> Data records
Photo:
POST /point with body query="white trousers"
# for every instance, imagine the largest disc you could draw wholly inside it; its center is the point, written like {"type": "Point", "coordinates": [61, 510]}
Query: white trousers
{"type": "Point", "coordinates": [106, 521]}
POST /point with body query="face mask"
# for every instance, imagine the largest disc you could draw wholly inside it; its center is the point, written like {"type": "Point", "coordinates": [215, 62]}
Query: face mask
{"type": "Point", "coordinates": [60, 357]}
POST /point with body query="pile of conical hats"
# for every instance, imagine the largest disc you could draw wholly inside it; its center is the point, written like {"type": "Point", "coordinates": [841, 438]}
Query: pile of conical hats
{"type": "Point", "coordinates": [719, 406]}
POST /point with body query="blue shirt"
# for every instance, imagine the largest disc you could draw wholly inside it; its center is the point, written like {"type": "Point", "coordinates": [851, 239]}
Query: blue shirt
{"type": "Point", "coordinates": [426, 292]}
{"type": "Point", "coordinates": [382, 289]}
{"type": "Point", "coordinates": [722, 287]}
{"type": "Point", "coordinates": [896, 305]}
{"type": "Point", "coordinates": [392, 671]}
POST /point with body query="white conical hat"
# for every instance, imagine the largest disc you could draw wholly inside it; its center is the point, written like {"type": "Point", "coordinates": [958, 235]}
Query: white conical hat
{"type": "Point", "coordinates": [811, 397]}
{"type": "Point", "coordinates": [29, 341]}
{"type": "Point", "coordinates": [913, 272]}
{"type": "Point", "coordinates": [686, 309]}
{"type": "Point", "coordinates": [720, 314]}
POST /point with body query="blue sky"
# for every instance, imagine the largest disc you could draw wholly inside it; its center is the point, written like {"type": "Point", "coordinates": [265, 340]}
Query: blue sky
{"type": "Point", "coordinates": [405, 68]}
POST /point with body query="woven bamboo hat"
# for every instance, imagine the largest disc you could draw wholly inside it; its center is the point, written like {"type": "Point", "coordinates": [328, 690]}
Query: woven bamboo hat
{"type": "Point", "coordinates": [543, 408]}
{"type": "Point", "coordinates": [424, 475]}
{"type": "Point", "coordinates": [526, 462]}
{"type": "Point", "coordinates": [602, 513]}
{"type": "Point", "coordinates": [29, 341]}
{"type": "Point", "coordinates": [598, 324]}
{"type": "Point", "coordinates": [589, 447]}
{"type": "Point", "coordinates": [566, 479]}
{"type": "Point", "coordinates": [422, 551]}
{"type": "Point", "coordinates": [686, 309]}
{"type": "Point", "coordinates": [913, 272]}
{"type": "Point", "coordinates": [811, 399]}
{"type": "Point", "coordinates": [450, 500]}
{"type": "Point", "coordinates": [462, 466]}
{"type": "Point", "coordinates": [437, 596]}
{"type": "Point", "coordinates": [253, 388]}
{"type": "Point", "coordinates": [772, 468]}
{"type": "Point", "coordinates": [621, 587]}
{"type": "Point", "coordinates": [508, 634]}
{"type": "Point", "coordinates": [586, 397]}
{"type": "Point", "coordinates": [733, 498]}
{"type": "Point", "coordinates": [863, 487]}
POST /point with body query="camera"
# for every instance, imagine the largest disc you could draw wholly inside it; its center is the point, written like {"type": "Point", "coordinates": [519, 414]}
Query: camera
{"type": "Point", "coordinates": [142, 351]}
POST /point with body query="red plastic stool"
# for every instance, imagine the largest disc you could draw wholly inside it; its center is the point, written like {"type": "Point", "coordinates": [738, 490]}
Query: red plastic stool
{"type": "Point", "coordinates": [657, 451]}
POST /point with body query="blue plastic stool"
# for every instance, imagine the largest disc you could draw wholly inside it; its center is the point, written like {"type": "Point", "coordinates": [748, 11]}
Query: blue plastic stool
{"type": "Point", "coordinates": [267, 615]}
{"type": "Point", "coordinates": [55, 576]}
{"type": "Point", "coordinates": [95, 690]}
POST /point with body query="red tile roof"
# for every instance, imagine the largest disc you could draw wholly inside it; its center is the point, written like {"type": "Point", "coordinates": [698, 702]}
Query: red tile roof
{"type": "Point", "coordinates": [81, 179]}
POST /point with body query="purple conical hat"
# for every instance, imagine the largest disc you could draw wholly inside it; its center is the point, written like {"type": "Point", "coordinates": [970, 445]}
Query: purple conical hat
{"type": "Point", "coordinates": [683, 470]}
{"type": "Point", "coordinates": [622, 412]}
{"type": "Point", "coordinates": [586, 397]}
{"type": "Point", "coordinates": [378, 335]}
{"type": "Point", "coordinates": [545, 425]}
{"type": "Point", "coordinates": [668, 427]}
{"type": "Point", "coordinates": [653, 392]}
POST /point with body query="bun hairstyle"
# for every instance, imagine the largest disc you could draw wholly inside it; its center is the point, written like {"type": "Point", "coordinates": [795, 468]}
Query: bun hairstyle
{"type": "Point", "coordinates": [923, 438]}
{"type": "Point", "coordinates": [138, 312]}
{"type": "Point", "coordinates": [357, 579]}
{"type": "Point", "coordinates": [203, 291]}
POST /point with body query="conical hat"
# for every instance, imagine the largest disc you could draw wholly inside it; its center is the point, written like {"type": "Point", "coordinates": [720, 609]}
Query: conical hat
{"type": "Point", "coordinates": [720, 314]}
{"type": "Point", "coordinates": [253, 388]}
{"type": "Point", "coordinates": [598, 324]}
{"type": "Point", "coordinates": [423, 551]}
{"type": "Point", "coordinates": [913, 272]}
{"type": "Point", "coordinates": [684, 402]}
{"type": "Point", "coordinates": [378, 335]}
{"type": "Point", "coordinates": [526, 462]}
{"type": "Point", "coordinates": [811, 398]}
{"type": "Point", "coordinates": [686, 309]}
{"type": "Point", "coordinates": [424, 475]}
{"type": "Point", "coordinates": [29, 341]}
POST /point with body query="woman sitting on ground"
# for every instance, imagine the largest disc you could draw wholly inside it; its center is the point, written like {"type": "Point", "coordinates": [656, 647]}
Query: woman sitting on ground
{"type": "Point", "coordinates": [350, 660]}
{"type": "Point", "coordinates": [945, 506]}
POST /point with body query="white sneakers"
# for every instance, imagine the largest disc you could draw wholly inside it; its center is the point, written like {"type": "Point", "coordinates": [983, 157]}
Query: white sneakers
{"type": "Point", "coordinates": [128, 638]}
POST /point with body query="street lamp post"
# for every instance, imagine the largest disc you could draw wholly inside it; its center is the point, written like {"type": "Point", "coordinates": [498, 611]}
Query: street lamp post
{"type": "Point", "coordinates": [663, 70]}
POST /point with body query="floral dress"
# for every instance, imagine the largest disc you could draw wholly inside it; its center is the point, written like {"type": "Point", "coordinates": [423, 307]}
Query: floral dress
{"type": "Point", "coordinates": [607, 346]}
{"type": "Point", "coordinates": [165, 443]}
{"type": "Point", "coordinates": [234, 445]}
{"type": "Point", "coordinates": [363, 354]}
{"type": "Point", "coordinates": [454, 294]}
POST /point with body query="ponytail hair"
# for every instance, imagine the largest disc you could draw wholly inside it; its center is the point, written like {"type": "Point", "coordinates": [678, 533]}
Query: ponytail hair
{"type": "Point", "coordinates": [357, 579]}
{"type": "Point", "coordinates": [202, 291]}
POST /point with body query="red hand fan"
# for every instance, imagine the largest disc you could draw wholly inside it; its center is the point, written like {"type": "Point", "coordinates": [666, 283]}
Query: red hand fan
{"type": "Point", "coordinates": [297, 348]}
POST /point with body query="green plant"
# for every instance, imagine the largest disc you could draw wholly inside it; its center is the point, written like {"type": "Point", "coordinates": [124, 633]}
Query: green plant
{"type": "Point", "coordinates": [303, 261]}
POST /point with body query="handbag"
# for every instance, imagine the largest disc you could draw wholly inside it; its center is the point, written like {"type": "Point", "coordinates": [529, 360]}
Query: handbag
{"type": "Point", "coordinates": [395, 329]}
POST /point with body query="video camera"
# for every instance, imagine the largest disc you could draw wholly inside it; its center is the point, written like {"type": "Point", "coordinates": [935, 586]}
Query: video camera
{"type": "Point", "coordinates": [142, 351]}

> Task goal
Report each line from the entries above that contains the string "camera", copying every such line in full.

> Solution to this exercise
POST /point with body query="camera"
Query: camera
POST /point with body query="video camera"
Query: video camera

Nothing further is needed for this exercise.